* [WORK TO DO] Output the items below as a two-column CSV with the headers instruction and response, one row per item. Put each item's text and its answer in one quoted field apiece, replacing every line break with a space.

Saved data entries
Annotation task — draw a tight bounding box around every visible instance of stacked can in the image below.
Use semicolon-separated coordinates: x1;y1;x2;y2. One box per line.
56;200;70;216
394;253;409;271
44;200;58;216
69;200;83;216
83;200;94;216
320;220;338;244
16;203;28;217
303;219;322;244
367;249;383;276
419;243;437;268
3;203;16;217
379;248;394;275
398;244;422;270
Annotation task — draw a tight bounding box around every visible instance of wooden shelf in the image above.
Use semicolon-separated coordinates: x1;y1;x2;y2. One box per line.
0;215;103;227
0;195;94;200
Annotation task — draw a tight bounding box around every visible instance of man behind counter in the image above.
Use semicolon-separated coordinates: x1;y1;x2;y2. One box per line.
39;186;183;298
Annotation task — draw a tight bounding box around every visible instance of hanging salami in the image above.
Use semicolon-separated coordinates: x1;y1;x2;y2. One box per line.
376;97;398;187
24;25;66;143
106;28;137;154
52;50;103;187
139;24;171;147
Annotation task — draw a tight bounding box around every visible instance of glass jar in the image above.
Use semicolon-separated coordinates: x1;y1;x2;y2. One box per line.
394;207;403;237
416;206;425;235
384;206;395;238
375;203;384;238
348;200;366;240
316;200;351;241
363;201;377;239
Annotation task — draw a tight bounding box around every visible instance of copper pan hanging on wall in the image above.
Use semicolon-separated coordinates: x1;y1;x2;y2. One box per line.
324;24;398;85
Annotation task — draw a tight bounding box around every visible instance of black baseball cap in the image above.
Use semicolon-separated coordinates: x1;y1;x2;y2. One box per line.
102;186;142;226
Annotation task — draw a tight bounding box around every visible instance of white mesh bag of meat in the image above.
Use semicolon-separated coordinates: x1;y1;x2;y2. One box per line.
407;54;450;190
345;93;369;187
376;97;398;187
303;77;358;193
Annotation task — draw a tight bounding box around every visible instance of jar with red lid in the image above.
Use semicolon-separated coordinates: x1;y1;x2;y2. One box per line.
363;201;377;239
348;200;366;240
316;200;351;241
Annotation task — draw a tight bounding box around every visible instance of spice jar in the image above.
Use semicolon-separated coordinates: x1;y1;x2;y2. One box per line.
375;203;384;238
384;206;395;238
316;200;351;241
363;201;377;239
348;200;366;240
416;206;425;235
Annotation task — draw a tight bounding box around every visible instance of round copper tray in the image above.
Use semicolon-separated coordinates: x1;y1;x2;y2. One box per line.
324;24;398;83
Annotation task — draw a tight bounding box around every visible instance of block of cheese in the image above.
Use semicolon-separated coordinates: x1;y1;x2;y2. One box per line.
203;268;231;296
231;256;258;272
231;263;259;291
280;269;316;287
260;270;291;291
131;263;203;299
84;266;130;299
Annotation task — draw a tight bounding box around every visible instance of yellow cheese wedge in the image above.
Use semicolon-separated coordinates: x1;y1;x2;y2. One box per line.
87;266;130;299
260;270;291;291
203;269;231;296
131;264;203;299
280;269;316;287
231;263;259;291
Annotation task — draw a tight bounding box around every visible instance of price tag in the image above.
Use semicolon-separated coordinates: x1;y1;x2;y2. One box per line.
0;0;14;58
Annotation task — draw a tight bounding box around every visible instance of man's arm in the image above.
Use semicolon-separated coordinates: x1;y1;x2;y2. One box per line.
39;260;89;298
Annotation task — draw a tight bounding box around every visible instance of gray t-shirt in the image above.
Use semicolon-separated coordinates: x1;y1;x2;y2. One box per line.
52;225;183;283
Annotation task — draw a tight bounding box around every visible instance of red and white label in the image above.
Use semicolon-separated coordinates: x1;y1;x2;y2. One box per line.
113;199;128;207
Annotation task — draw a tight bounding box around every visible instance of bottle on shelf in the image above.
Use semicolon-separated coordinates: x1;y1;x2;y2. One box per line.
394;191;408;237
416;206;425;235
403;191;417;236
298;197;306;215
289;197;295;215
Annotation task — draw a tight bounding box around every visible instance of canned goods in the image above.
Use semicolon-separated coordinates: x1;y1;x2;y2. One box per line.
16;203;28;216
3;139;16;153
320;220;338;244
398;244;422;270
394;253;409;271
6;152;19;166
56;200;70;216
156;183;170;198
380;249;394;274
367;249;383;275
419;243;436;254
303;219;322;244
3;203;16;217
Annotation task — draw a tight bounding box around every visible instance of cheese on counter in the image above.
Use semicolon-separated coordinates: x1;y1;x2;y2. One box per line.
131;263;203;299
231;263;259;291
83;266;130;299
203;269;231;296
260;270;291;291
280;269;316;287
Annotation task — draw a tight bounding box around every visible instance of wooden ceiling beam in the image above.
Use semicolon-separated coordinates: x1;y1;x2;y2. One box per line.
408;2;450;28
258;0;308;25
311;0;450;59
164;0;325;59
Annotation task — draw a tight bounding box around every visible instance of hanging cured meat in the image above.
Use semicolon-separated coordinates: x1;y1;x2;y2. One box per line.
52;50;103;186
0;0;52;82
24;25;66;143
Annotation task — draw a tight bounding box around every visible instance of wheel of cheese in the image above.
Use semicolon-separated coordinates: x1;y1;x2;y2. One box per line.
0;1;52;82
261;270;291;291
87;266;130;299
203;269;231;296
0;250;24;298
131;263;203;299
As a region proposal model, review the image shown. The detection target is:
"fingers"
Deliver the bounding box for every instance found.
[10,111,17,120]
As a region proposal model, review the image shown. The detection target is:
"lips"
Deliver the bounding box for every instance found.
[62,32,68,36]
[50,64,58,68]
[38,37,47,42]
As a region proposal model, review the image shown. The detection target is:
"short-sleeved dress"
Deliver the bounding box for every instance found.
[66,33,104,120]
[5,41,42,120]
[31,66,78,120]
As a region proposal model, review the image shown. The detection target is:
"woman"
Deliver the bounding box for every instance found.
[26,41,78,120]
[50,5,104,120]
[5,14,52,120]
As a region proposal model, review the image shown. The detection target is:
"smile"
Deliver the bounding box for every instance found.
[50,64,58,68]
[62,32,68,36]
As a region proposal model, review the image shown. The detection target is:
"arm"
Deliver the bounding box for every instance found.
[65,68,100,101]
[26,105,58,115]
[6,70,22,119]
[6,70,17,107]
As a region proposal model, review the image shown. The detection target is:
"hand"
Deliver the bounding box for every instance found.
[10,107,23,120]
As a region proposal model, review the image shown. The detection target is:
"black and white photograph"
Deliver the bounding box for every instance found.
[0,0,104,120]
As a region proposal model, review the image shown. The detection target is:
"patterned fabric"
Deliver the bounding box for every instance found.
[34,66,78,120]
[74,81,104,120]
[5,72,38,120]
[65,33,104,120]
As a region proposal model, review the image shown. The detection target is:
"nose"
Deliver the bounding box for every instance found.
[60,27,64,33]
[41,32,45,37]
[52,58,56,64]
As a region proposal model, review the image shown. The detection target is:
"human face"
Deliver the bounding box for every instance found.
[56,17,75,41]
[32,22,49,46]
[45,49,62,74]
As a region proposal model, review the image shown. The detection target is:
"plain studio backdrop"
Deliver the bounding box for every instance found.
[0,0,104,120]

* [EXPECTED ANSWER]
instruction,response
"Annotation task — draw a tight bounding box around every visible instance of stacked can in the image below. Use semicolon-separated coordinates: x1;y1;x2;y2. One box per line.","56;200;70;216 394;253;409;271 44;200;58;216 69;200;83;216 83;200;94;216 320;220;338;244 16;203;28;217 303;219;322;244 367;249;383;276 419;243;437;268 3;203;16;217 379;248;394;275 398;244;422;270"
"Annotation task — draw a tight bounding box around every visible instance of wooden shelf in the image above. Use semicolon-separated coordinates: x1;y1;x2;y2. One box per line.","0;215;103;227 0;195;94;200"
"Annotation task — draw a tight bounding box around every visible instance of man behind counter in the image above. Use semicolon-separated coordinates: x1;y1;x2;y2. One box per line.","39;186;183;298"
"Annotation task — draw a tight bounding box around every visible instance of hanging salami in the image above. Use semicolon-separated coordinates: x1;y1;x2;y2. One box per line.","376;97;398;187 24;25;66;143 106;28;137;154 52;50;103;187 139;24;171;147"
"Annotation task — draw a tight bounding box around every visible instance of glass jar in the image above. Use semicolon-separated coordinates: x1;y1;x2;y2. One box per line.","394;207;403;237 416;206;425;235 384;206;395;238 375;203;384;238 348;200;366;240 316;200;351;241 363;201;377;239"
"Annotation task — draw a tight bounding box around every visible instance of copper pan hanging on wall in the image above. Use semicolon-separated coordinates: x1;y1;x2;y2. One box per line.","324;24;398;85"
"Annotation task — draw a tight bounding box around every visible instance of black baseball cap in the image above. Use semicolon-separated coordinates: x1;y1;x2;y2. One box per line.","102;186;142;226"
"Annotation task — draw a tight bounding box around every visible instance of white mesh bag of meat in the image above. Use semicolon-separated coordinates: x1;y1;x2;y2. One box per line.","407;54;450;190 345;93;369;187 376;97;398;187 303;77;358;193"
"Annotation task — draw a tight bounding box around every visible instance of jar with red lid in the image above. Use semicolon-separated coordinates: x1;y1;x2;y2. One box per line.","363;201;377;239 348;200;366;240 316;200;351;241"
"Annotation task — draw a tight bounding box around every visible instance of spice jar in the image above. Use semicolon-separated coordinates: x1;y1;x2;y2. One box per line.","375;203;384;238 384;206;395;238 316;200;351;241 363;201;377;239 348;200;366;240 416;206;425;235"
"Annotation task — draw a tight bounding box around every visible instance of round copper tray in the image above. Use semicolon-separated coordinates: x1;y1;x2;y2. One box per line.","324;24;398;83"
"Annotation task — draw a tight bounding box around every visible instance of block of cheese in the image above. Use semicolon-separated coordinates: x1;y1;x2;y2. One box per line.","203;268;231;296 231;256;258;272 231;263;259;291 280;269;316;287 260;270;291;291 131;263;203;299 84;266;130;299"
"Annotation task — draw a tight bounding box around every visible instance of yellow cheese wedge in the image above. Use semicolon-separated coordinates: x1;y1;x2;y2. One box per line.","87;266;130;299 260;270;291;291 203;269;231;296 131;264;203;299 280;269;316;287 231;263;259;291"
"Annotation task — draw a tight bounding box around every visible instance of price tag in the image above. Use semicolon-separated coordinates: x1;y1;x2;y2. One box per line.","0;0;14;58"
"Annotation task — draw a tight bounding box around every visible instance of man's arm in the image above. Use semicolon-separated coordinates: x1;y1;x2;y2. One box per line.","39;260;89;298"
"Annotation task — draw a tight bounding box around every visible instance of gray t-shirt in the image above. Use semicolon-separated coordinates: x1;y1;x2;y2. One box per line.","52;225;183;283"
"Annotation task — draw a tight bounding box around every visible instance of red and white label in the image above. Use semicolon-separated coordinates: x1;y1;x2;y2. One box per line.","113;199;128;207"
"Annotation task — draw a tight bounding box around every visible instance of bottle on shelf in the image above. Use semicolon-separated coordinates: x1;y1;x2;y2. One box per line.","394;191;408;237 416;206;425;235 403;191;417;236 298;197;306;215 289;197;295;215"
"Annotation task — draw a tight bounding box around every visible instance of canned goods in the image above. Use semicolon-separated coordinates: x1;y1;x2;y2. One box per line.","16;203;28;216 3;139;16;153 320;220;338;244 398;244;422;270 394;253;409;271 6;152;19;166 56;200;70;216 156;183;170;198 380;249;394;274 367;249;383;275 419;243;436;254 303;219;322;244 3;203;16;217"
"Annotation task — draw a tight bounding box around every visible instance of cheese on counter in the image above. Use semicolon-separated coordinates: x1;y1;x2;y2. One box per line.","131;263;203;299 231;263;259;291 83;266;130;299 203;269;231;296 260;270;291;291 280;269;316;287"
"Annotation task — draw a tight bounding box around every visible instance of wooden ceiling beam in the image above. Use semicolon-separated coordinates: x1;y1;x2;y2. One box per line.","408;2;450;28 258;0;308;25 311;0;450;59 164;0;325;59"
"Annotation task — draw a tight bounding box around every visible instance of hanging cured meat in the image above. Use semicolon-separated coordinates: x1;y1;x2;y2. One box per line.","52;50;103;186 0;0;52;82 24;25;66;143"
"Annotation task — draw a tight bounding box around every visible instance of wheel of cheese in the image above. Use semicolon-separated coordinates: x1;y1;x2;y2. One box per line.","0;1;52;82 261;270;291;291 87;266;130;299 203;269;231;296 0;250;24;298 131;263;203;299"
"As a region proposal model, review the image shown. The detection target is: ""fingers"" Deliver the bounding box for every instance found.","[10,111,17,120]"
"As a region proposal model, review the image shown. The detection target is: ""lips"" Deliver the bounding box for every instance found.","[62,32,68,36] [50,64,58,68] [38,37,47,42]"
"As a region proposal model, review the image shown. The detection target is: ""short-sleeved dress"" Deliver the bounding box for every instance found.","[66,33,104,120] [5,41,42,120] [31,66,78,120]"
"As a region proposal model, review the image shown. The detection target is: ""woman"" Deliver the bounding box for every instance found.","[26,41,78,120] [50,5,104,120] [5,14,52,120]"
"As a region proposal model, review the image shown. The detection target is: ""smile"" Deliver the bounding box for every instance found.","[50,64,58,68] [62,32,68,36]"
"As a region proposal model, review the image shown. The detection target is: ""arm"" Deliver the bounding box for every instance found.","[65,68,100,101] [26,105,58,115] [6,70,22,119] [6,70,17,107]"
"As a region proposal model, review the image shown. The detection target is: ""hand"" Deliver the bounding box for every instance found.","[10,107,23,120]"
"As a region proposal model, review the image shown. The detection target is: ""black and white photograph"" Deliver the bounding box for every instance found.","[0,0,104,120]"
"As a region proposal model, review the image shown. The detection target is: ""patterned fabric"" Deliver the bounding box for every instance found.","[34,66,78,120] [74,81,104,120] [5,72,38,120] [65,33,104,120]"
"As a region proposal model, review the image shown. The detection target is: ""nose"" Deliver the bounding box for every instance found.","[60,27,64,33] [41,32,45,37] [52,58,56,64]"
"As a region proposal model, review the image shown. The detection target is: ""human face"" Deliver the bounding box for every instance found.","[56,17,75,41] [32,22,49,46] [45,49,62,74]"
"As a region proposal model, review the image shown. The detection target is: ""plain studio backdrop"" Deliver the bounding box for every instance found.","[0,0,104,120]"